** Your goal **
Your output should consist of the data, copied exactly.

Items listed in a dataset
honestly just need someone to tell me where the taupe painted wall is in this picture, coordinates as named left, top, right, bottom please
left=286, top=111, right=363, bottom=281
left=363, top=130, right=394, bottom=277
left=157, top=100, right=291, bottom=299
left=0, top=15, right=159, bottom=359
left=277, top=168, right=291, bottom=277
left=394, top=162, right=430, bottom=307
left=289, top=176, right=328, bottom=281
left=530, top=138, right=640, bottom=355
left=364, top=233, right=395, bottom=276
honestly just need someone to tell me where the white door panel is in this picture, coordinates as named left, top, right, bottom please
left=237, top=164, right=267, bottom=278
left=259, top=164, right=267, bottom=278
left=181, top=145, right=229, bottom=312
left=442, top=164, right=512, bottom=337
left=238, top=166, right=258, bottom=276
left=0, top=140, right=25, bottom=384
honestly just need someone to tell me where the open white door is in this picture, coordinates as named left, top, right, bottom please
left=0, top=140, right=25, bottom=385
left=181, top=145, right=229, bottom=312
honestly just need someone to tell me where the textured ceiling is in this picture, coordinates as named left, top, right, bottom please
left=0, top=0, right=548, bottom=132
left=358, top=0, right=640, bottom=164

** Exercise response **
honestly just need someone to tell me where the taupe painted wall is in this picture, coordinates as named left, top, right, bottom please
left=286, top=111, right=363, bottom=281
left=363, top=130, right=394, bottom=277
left=157, top=100, right=291, bottom=299
left=0, top=15, right=159, bottom=359
left=277, top=168, right=291, bottom=277
left=394, top=162, right=430, bottom=307
left=289, top=176, right=328, bottom=281
left=530, top=138, right=640, bottom=355
left=364, top=233, right=395, bottom=276
honestly just need someone to tell me where the white door panel is in this picture, coordinates as named left, top, right, bottom please
left=237, top=164, right=267, bottom=278
left=259, top=164, right=267, bottom=278
left=181, top=145, right=229, bottom=312
left=442, top=164, right=512, bottom=337
left=238, top=166, right=258, bottom=276
left=0, top=140, right=25, bottom=384
honestly just need someone to tell me where the open white door is in this picture, coordinates as named left, top, right, bottom please
left=0, top=140, right=25, bottom=385
left=181, top=145, right=229, bottom=312
honestly just need someone to tell me where the textured ceiling is in this picture, coordinates as named left, top, right, bottom please
left=0, top=0, right=548, bottom=132
left=358, top=0, right=640, bottom=164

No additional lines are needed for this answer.